GIVEN TEXT ->

************

# Spinner baits... round blades or willow leaf?



## waterfoul (May 18, 2005)

OK, so I'm starting to become a spinner bait believer. We caught our two biggest fish today at the Gander tournament on white spinners... but Martin is using a single round blade (he cut off the smaller of the two blades) and I was using a double willow leaf. Both baits were the same weight (don't remember as I threw mine off into deep water never to be seen again late in the day). 

So, I'm off to Gander Mountain in a little while to replace my spinnerbait as I have another tournament tomorrow and don't want to be without one. So which do you guys prefer? And what wieght?

'Foul


----------



## jigworm (Jan 10, 2003)

I usually throw 3/8 or 1/2 oz spinnerbaits. Double willow leaf when I'm fishing fast for active fish and a single colorado blade for slow rolling around structure like trees, stumps and dropoffs. I fish white or light colored baits in clear water and firetiger or black in stained water. I also change blade sizes based on how retreive speed and forage size. Small is for faster retreives, bigger for slower retreives. Hope this helps.


----------



## waterfoul (May 18, 2005)

Well, I just got back from Gander, picked up a double willow leaf 1/2 oz and a single colorado 3/8 oz, both white.


Any other opinions??


----------



## icefishermanmark (Mar 2, 2005)

General rule is, willow leafs for deeper water, because they move less water and fall faster. I'm not a big spinner guy, but prefer a bug willow leaf with a small colorado.


----------



## slowpoke (Jan 30, 2001)

jigworm said:


> I usually throw 3/8 or 1/2 oz spinnerbaits. Double willow leaf when I'm fishing fast for active fish and a single colorado blade for slow rolling around structure like trees, stumps and dropoffs. I fish white or light colored baits in clear water and firetiger or black in stained water. I also change blade sizes based on how retreive speed and forage size. Small is for faster retreives, bigger for slower retreives. Hope this helps.


Jigworm has it right.


----------



## HuRon (May 11, 2002)

Everythings' been said is right on. Gotta have both & different sizes/colors, too. Had a box at one time entirely devoted to spinner baits. 
The flash & vibration bring 'em in & the jig body seals the deal. The willow gives maximum flash with less vibration & the colorado gives the thump at slower speeds & less flash. And as already mentioned, blade size determines the ammount of each. Depends on what you're trying to achieve or the fish want, I guess. Sometimes you can kinda get both by having a willow main blade & colorado on the shaft, they're versatile that way. 
Another example of differences between the two is stopping the retreive & letting the lure fall down a breakline. The willow flutters down faster & the colorado helicopters down slower.

************

STATED EXERCISE 1 -> Copy out the records word for word, starting at their first line and ending at the line that contains "245L326 235L310 227L310", including that line. Leave the pictures out of your copy.
STATED EXERCISE 2 -> Continue the forum thread on spinner bait blades from the point where it stops.

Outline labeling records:
************

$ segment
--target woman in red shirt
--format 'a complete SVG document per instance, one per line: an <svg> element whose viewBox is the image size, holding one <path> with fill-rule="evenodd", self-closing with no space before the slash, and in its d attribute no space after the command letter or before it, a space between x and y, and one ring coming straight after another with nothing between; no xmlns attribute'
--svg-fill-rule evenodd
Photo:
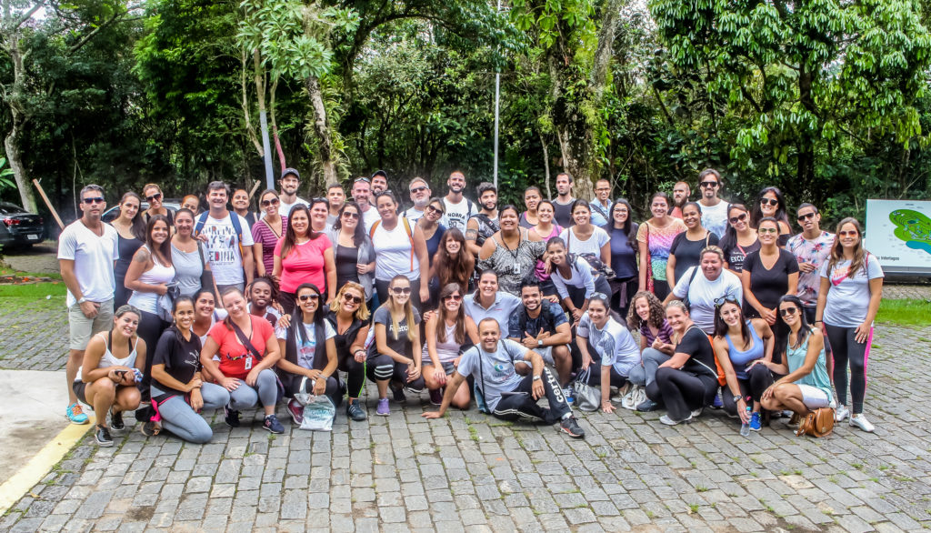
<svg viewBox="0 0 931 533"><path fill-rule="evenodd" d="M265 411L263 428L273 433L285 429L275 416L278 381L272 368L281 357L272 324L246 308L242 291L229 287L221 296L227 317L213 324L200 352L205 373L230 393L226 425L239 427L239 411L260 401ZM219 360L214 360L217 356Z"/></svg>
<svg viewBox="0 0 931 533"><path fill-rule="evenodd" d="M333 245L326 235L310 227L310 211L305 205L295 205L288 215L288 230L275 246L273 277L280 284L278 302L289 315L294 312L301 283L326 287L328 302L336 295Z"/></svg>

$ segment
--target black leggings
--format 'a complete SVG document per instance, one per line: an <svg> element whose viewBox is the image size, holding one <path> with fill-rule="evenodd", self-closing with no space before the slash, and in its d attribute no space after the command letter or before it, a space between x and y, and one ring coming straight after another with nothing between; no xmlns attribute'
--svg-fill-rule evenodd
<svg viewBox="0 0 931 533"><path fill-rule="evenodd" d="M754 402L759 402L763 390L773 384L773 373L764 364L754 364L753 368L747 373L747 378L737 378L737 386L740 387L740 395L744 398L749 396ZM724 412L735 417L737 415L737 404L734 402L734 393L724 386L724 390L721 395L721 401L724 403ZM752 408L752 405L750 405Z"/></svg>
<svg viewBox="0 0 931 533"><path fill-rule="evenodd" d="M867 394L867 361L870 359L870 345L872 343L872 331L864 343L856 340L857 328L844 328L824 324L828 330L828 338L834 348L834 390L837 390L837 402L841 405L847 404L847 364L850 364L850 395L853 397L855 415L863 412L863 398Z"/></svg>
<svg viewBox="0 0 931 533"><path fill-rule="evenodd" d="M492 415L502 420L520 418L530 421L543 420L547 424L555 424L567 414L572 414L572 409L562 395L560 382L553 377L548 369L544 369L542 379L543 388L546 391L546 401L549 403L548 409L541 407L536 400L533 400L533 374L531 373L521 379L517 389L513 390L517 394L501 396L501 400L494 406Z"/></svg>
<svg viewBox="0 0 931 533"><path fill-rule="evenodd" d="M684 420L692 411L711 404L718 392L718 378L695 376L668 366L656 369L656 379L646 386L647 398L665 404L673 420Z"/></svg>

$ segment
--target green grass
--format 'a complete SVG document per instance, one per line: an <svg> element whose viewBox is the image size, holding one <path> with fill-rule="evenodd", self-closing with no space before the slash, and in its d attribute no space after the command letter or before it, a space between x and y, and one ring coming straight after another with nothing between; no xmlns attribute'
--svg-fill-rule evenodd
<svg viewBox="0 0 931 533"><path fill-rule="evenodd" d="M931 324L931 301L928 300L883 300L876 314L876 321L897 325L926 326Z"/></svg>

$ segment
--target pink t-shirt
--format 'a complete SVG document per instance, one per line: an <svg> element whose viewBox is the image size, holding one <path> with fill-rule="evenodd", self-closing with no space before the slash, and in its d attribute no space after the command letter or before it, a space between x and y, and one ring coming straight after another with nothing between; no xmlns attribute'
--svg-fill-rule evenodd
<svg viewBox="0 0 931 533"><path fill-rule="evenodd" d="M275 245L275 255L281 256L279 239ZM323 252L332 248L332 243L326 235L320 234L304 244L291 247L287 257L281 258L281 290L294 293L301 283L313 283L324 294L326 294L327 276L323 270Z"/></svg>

************

RESULT 1 ->
$ segment
--target woman in red shirt
--format 'a complete SVG document per instance, one per line: an <svg> element whose viewBox is the image size, holding one <path> with fill-rule="evenodd", self-closing with no space before the slash, and in its d attribute no space after the command letter or before it, a space between x and y, and one ring coming straight after another with nothing between; no xmlns attribute'
--svg-fill-rule evenodd
Photo:
<svg viewBox="0 0 931 533"><path fill-rule="evenodd" d="M265 411L263 428L273 433L285 429L275 416L278 381L272 368L281 357L272 324L246 308L242 291L229 287L221 296L227 317L213 324L200 352L205 373L230 393L226 425L239 427L239 411L260 401ZM219 360L214 360L217 356Z"/></svg>
<svg viewBox="0 0 931 533"><path fill-rule="evenodd" d="M333 245L326 235L310 227L310 211L305 205L295 205L288 215L288 230L275 246L273 277L280 284L278 302L289 315L294 312L301 283L326 287L328 302L336 295Z"/></svg>

RESULT 2 ->
Darn things get in your blood. Next you'll be buying different size/color blades, debating long arm vs short, ball bearing vs non on snap/swivels, trailers, making your own to save money. Its a downward spiral.


----------



## LittleMac (Jun 28, 2001)

This is not intended to disagree or differ from any post made so far in this thread....all the posts so far are good....

Generally in very clear or clear water, a double willow leaf blade in silver color is good.

In stained water.... a main blade of willow leaf design with a smaller colorado round blade in gold...

In murky waters, a large colorado (round) blade in copper color is good...

In general....white or white/chartreuse skirts are good..... 

Sometmes a white bladed bait works well, giving off less flash on the spin than silver, gold or copper......

For night fishing, a large black or red blade (colorado) may work well.

For smallmouth fishing, a small spinnerbait with a white or chartreuse lead head (body), twin silver willowleaf blades......remove the skirt entirely and replace with a smoke grub with silver glitter. Hope this helps, good fishing, Mac


----------



## FishMichv2 (Oct 18, 2004)

i agree with all of the posts, i think water clarity and temp are my two main determining factors. a couple things to add, a trailer hook is always a good idea, especially when using willow leaf blades because the bait is moving faster. also, red is a very good color to have, not entirely red but a few strands in the skirt. if i dont have any red, ill put a red trailer hook on. there are other types of blades as well. one is an indiana blade, a mix of the two, pretty much a colorado blade stretched out a little. my favorite combo for most michigan lakes would be 3/8oz. gold willow main with small colorado behind.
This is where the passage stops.